You are to retype all of the data exactly as it appears.

Excerpt from a dataset
_ _ _ _ _ _ _

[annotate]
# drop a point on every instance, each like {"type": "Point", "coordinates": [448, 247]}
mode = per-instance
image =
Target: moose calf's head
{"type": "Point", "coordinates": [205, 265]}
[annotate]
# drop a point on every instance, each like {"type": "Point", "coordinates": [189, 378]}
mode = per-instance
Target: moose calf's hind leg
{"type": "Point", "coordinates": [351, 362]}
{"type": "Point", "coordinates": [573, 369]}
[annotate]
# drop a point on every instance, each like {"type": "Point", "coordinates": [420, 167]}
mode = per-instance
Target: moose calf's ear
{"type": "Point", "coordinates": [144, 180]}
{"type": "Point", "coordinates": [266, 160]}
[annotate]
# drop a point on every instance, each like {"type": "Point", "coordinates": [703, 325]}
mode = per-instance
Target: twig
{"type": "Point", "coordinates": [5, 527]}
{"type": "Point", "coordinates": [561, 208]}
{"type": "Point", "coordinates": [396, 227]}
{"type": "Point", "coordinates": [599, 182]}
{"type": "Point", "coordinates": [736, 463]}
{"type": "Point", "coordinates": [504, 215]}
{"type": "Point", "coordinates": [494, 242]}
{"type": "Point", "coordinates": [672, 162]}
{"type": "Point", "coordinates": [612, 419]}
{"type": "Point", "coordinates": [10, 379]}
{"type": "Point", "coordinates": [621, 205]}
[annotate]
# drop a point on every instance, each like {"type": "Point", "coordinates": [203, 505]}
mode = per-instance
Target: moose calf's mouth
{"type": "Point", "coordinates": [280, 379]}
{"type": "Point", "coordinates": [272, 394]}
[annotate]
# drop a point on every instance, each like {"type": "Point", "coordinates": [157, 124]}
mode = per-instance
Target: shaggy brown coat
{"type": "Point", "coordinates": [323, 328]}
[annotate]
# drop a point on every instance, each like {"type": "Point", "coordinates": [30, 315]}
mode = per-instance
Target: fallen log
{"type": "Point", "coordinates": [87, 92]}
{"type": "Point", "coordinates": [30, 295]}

_ _ _ _ _ _ _

→ Result of the exercise
[annotate]
# drop a point on every instance, each like {"type": "Point", "coordinates": [448, 247]}
mode = per-instance
image =
Target: moose calf's head
{"type": "Point", "coordinates": [205, 265]}
[annotate]
# drop a point on every instance, each like {"type": "Point", "coordinates": [189, 378]}
mode = per-instance
Target: moose calf's hind leg
{"type": "Point", "coordinates": [351, 362]}
{"type": "Point", "coordinates": [573, 369]}
[annotate]
# drop a point on every instance, each like {"type": "Point", "coordinates": [420, 167]}
mode = per-instance
Target: moose calf's ear
{"type": "Point", "coordinates": [144, 180]}
{"type": "Point", "coordinates": [266, 160]}
[annotate]
# drop a point on every instance, each like {"type": "Point", "coordinates": [703, 325]}
mode = per-instance
Target: twig
{"type": "Point", "coordinates": [5, 527]}
{"type": "Point", "coordinates": [561, 208]}
{"type": "Point", "coordinates": [396, 227]}
{"type": "Point", "coordinates": [599, 182]}
{"type": "Point", "coordinates": [736, 463]}
{"type": "Point", "coordinates": [504, 215]}
{"type": "Point", "coordinates": [494, 242]}
{"type": "Point", "coordinates": [672, 162]}
{"type": "Point", "coordinates": [612, 419]}
{"type": "Point", "coordinates": [10, 379]}
{"type": "Point", "coordinates": [621, 205]}
[annotate]
# drop a point on every instance, each like {"type": "Point", "coordinates": [203, 505]}
mode = per-instance
Target: moose calf's mouth
{"type": "Point", "coordinates": [280, 379]}
{"type": "Point", "coordinates": [272, 394]}
[annotate]
# drop a point on every instance, each like {"type": "Point", "coordinates": [157, 124]}
mode = per-instance
Target: shaggy brown coat
{"type": "Point", "coordinates": [323, 328]}
[annotate]
# drop a point on every instance, each like {"type": "Point", "coordinates": [30, 315]}
mode = per-instance
Target: fallen log
{"type": "Point", "coordinates": [87, 92]}
{"type": "Point", "coordinates": [30, 295]}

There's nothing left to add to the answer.